Exercise goal —
Go through the lines below and transcribe each one exactly.

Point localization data
-*-*-

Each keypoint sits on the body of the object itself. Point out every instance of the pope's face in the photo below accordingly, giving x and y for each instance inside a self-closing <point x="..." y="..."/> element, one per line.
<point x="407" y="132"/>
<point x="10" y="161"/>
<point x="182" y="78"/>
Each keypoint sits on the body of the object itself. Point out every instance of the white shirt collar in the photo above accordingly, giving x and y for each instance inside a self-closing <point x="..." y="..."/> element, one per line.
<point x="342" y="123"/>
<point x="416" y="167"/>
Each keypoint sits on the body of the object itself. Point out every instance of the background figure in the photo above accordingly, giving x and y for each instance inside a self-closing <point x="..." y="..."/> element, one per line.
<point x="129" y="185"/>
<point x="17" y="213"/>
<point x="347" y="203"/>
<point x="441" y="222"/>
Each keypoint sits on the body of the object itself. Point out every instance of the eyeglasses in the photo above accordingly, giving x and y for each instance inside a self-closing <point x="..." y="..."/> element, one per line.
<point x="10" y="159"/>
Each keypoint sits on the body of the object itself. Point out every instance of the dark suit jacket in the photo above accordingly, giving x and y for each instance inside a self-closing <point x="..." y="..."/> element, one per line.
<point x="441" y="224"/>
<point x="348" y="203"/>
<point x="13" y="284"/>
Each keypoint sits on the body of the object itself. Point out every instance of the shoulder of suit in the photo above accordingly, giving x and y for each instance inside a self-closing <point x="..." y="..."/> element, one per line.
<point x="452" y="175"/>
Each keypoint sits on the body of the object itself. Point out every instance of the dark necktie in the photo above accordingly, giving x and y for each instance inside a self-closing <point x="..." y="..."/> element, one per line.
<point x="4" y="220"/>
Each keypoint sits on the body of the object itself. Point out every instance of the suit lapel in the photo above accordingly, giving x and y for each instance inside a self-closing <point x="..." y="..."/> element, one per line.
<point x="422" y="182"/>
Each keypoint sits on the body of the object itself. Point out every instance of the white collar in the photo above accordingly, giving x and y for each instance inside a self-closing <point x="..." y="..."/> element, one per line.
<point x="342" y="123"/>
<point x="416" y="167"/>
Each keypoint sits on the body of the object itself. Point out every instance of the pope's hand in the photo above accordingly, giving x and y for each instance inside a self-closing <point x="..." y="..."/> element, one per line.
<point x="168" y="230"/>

-*-*-

Result of the task —
Each keypoint sits on the body of the object itself. Point out every instance of the pope's face in the photo below accordingly, giving x and y for each instance inside a self-closing <point x="..." y="..."/> element, one per line.
<point x="407" y="132"/>
<point x="10" y="161"/>
<point x="182" y="78"/>
Each keypoint sits on the body of the object itself. Point out every instance of the white shirt collar in the photo above accordingly, giving x and y for each instance inside a self-closing <point x="..." y="..."/> element, one per line.
<point x="342" y="123"/>
<point x="416" y="167"/>
Each keypoint sits on the body of the object itself. Point out every instance of the background figure in the photo above accordingly, giving x and y for each instance inside a self-closing <point x="..." y="..."/> element, one per line.
<point x="129" y="185"/>
<point x="17" y="213"/>
<point x="347" y="203"/>
<point x="441" y="222"/>
Each keypoint sits on the body of the object itself. Point out every instance of the eyeglasses in the photo above accordingly, giving x and y for each instance inside a self-closing <point x="..." y="..."/> element, one per line.
<point x="10" y="159"/>
Each keypoint sits on the body of the object itself. Point out every instance of the dark suit jacket in the photo above accordingly, giving x and y for each instance inside a self-closing <point x="..." y="..."/> element, one per line.
<point x="441" y="224"/>
<point x="348" y="203"/>
<point x="13" y="284"/>
Each keypoint sits on the body of the object itself. Point out every instance of the shoulder of suit in the photo above accordingly, giving x and y for each instance inside a self-closing <point x="..." y="..."/> element, one per line.
<point x="452" y="175"/>
Each keypoint sits on the body of the object itself. Point out every instance of the dark necktie in the photo above accordingly, giving x and y for each instance inside a self-closing <point x="..." y="..."/> element, one per line.
<point x="4" y="220"/>
Each keypoint sits on the body of the object itself. Point out every instance of the suit lapel in the photo above accordingly, giving x and y for each instance inside a self-closing <point x="..." y="..."/> element, one per line.
<point x="422" y="182"/>
Each keypoint sits on the body of the object itself. Point out every instance of the white collar in the photo above accordingly, giving x and y for each instance inside a self-closing <point x="..." y="..."/> element, one per line.
<point x="342" y="123"/>
<point x="416" y="167"/>
Each keypoint sits on the body of the object itself. Point out every instance of the pope's hand in the photo above accordingly, giving x and y for each instance inside a self-closing <point x="..." y="..."/> element, one per line.
<point x="168" y="230"/>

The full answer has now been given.